• 所示文本
常用API
- gensim.models.Word2Vec(sentence, min_count, workers)
- gensim.models.word2vec.Word2Vec(sentence, min_count, workers)
word2vec参数
- sentence:语料句子,必须是一个可迭代的对象
- min_counts:指定了需要训练的词语最小出现次数,小于该值的词将被忽略
- max_vocab_size:最大词汇数,防止内存溢出
- size:词向量维度
- alpha:训练的初始学习率,随着训练的进行,学习率会线性减少
- min_alpha:最小学习率
- window:滑动窗口大小
- sg:训练模型(0:CBOW;1:skip-gram)
- hs:word2vec两个解法的选择了,如果是0, 则是Negative Sampling,是1的话并且负采样个数negative大于0, 则是Hierarchical Softmax。默认是0即Negative Sampling。
- iter:迭代次数
加载语料库
自己构建
形如:sentence=[['ab', 'ba'], ['sheu', 'dhudhi', 'hdush'], ... []]
加载单文件语料
使用LineSentence()函数,文件必须是已经分词过了的。
加载文件夹下的所有语料
使用PathLineSentence()函数,文件必须是已经分词过了的。
自定义
class MySentence:
def __init__(self, data_path, max_line=None):
self.data_path = data_path
self.max_line = max_line
self.cur_line = 0
def __iter__(self):
if self.max_line is not None:
for line in open(self.data_path, 'r', encoding='utf-8'):
if self.cur_line >= self.max_line:
return
self.cur_line += 1
yield line.strip('\n').split()
else:
for line in open(self.data_path, 'r', encoding='utf-8'):
yield line.strip('\n').split()
上述代码自定义了一个MySentence类,它的实例是一个可迭代的对象,可以直接传给LineSentence()函数。
训练模型
from gensim.models import word2vec
ms = MySentence(data_path)
model = word2vec.Word2Vec(ms, hs=1, min_count=1, window=3, size=64)
假如要在已训练好的模型上追加训练:
先加载模型:
model = word2vec.Word2Vec.load(model_path)
再追加训练
model.train(other_sentence)
存储模型
- model.save(model_name),可以追加训练
- model.save_word2vec_format(model_name),不可以追加训练
加载模型
方法一:
model = word2vec.Word2Vec.load(model_path)
方法二:
model = gensim.models.KeyedVectors.load_word2vec_format(model_path, binary=False) # C text format
model = gensim.models.KeyedVectors.load_word2vec_format(model_path, binary=True) # C binary format
获取词向量
word_vec = model.wv[word]
示例
import jieba
import jieba.analyse
from gensim.models import word2vec
def cut_words():
jieba.suggest_freq('沙瑞金', True)

• 小练习 1
按照这篇 word2vec 用法说明,用哪个方法存储的模型还能追加训练?
• 小练习 2
请把这篇 word2vec 用法说明中从“- gensim.models.word2vec.Word2Vec(sentence, min_count, workers)”起、到“- sg:训练模型(0:CBOW;1:skip-gram)”为止(含这两处)的内容原样照抄下来。
作答时用不到这些材料。

• 给定材料

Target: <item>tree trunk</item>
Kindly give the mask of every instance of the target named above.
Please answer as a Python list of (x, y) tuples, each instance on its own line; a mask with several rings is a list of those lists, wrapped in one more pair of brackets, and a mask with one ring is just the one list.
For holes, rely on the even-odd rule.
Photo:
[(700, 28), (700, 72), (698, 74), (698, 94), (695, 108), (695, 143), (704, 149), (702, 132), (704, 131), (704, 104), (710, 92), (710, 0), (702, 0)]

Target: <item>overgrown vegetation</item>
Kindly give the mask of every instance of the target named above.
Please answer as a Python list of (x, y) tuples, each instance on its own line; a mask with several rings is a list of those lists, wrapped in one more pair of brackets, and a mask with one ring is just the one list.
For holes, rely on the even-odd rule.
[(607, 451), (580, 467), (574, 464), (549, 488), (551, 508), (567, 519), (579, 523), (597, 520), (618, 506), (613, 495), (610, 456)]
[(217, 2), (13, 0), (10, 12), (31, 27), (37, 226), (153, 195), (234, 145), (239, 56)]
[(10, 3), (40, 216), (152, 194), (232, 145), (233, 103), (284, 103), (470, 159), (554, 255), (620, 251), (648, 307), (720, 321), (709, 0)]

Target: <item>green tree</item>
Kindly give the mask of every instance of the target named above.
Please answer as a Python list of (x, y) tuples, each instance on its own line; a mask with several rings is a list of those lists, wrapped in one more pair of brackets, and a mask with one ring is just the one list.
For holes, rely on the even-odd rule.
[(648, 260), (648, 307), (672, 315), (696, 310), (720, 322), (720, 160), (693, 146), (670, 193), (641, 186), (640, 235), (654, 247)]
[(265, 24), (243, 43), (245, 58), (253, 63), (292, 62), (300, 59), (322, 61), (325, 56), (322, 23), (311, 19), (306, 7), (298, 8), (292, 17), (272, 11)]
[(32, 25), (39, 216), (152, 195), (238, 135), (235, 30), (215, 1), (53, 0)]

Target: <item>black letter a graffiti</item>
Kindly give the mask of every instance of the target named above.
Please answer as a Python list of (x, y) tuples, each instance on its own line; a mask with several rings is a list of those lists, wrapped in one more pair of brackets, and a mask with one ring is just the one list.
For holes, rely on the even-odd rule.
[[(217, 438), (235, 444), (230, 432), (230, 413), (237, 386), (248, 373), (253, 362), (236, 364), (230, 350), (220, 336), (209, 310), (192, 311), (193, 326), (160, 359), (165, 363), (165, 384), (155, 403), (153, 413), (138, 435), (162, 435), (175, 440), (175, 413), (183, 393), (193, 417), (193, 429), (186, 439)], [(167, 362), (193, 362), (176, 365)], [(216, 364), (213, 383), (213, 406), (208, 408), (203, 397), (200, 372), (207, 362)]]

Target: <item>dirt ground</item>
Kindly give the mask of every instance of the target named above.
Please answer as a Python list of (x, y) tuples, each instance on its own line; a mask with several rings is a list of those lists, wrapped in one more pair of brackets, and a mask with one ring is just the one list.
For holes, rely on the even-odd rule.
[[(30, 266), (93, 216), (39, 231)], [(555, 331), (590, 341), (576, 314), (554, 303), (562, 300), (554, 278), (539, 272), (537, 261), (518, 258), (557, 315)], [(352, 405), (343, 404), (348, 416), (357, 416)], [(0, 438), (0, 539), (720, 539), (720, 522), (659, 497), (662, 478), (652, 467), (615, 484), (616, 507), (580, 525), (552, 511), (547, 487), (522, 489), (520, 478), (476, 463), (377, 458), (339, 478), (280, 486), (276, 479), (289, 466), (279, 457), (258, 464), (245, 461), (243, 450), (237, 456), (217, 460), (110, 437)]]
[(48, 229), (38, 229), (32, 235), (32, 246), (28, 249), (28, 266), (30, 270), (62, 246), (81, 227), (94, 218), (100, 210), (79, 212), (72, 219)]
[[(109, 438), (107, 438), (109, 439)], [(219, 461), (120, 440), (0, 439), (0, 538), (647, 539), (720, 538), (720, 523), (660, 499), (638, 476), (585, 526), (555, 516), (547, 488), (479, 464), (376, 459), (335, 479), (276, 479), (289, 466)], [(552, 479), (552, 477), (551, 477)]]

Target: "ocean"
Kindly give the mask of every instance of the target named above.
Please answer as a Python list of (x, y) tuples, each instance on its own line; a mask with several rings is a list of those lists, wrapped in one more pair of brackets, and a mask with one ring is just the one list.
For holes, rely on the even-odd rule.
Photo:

• 最终结果 1
model.save(model_name)

• 最终结果 2
- gensim.models.word2vec.Word2Vec(sentence, min_count, workers)
word2vec参数
- sentence:语料句子,必须是一个可迭代的对象
- min_counts:指定了需要训练的词语最小出现次数,小于该值的词将被忽略
- max_vocab_size:最大词汇数,防止内存溢出
- size:词向量维度
- alpha:训练的初始学习率,随着训练的进行,学习率会线性减少
- min_alpha:最小学习率
- window:滑动窗口大小
- sg:训练模型(0:CBOW;1:skip-gram)